_Kaynak metin_:
====
17 Ağustos 1999 Depreminin 13.Yılında Deprem ve Gerçekler` 16 Ağustos 2012 tarihli basın açıklaması
17 Ağustos 1999 Depreminin 13.Yılında Deprem ve Gerçekler` 16 Ağustos 2012 tarihli basın açıklaması
Eklenme Tarihi: 13/08/2013
BASIN TOPLANTISI
17 AĞUSTOS 1999 DEPREMİNİN
13.YILINDA DEPREM VE GERÇEKLER
Türkiye, yürürlükte bulunan ‘Deprem Bölgelerinde Yapılacak Binalar Hakkındaki Yönetmelik`e göre topraklarımızın %66`sı, nüfusumuzun %71`i, toplam belediyelerin %68`i (1900 adedi) 1. ve 2. derece deprem bölgelerinde içinde yer almaktadır. 3. ve 4. derece deprem bölgelerini de dikkate aldığımızda topraklarımızın %92`si deprem tehlikesi altında bulunmaktadır.
Bu nedenledir ki can ve mal kayıplarının fazlalığı bakımından deprem doğal afetler içinde önemli bir yere sahiptir.
1900`lü yıllardan bugüne kadar ülkemizde yaşanan depremlerde yaklaşık olarak 100.000`den fazla insanımız can kaybına uğramış, 250.000 insanımız yaralanmış 600.000`den fazla yapımızda yıkılmış veya önemli ölçüde hasar görmüştür.
Önemli ölçüde can ve mal kayıpları yaratan, ülkemizin her köşesinde bulunan aileleri az veya çok ölçüde etkileyen 17 Ağustos 1999 Gölcük merkezli depremden buyana 13 yılı geride bıraktık.
Ne yazık ki, deprem tehlikesi altında bulunan ülkemizin mevcut yapı stoku, halen deprem riski altında bulunmaktadır.
Açıkçası deprem güvenliği olmayan yapılarımız, güvensiz bir şekilde yeni bir deprem bekliyor.
Oysa aradan geçen 13 yıl içinde İstanbul`da bulunan ve deprem güvenliği olmayan yapılarımızın en az 1/3`nü güvenli hale getirmek mümkün olabilirdi.
Ne Yazık ki, Türkiye`de afet ve deprem gerçeği gündemde olmasına rağmen yürürlükte bulunan yasa, yönetmelik ve plan hükümlerine aykırı yapılaşma bugünde devam etmektedir.
Mühendislik Eğitimi
Ülkemizde 2011-2012 öğretim yılında 72üniversitede 108 inşaat mühendisliği diploması veren eğitim programı bulunmaktadır. Bu okulları bitirenler farklı seviyelerde mühendislik hizmeti üreterek fakat aynı derecede imza yetkisi kullanmaktadırlar. Oysa öğretim üyeleri, okulun teknik donanımı, akademik düzeyde olması gereken eğitim kriterleri önemli ölçüde farklılıklar taşımaktadır.
====
_Veri bölümü_:
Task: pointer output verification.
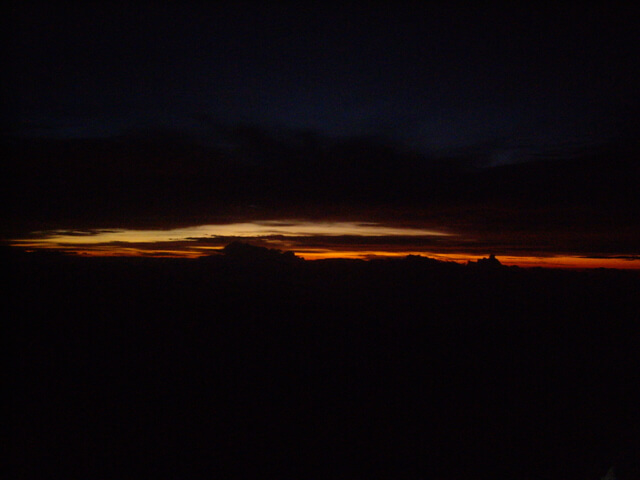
====
_Kısa görev_:
Deprem açıklamasının "Oysa aradan geçen" ifadesinden "bugünde devam etmektedir." ifadesine kadar olan bölümünü, iki ucu da dahil ederek ve "yapılaşma" yerine "yapılanma" koyarak yeniden yazar mısın?

_Tam çıktı_:
Oysa aradan geçen 13 yıl içinde İstanbul`da bulunan ve deprem güvenliği olmayan yapılarımızın en az 1/3`nü güvenli hale getirmek mümkün olabilirdi.
Ne Yazık ki, Türkiye`de afet ve deprem gerçeği gündemde olmasına rağmen yürürlükte bulunan yasa, yönetmelik ve plan hükümlerine aykırı yapılanma bugünde devam etmektedir.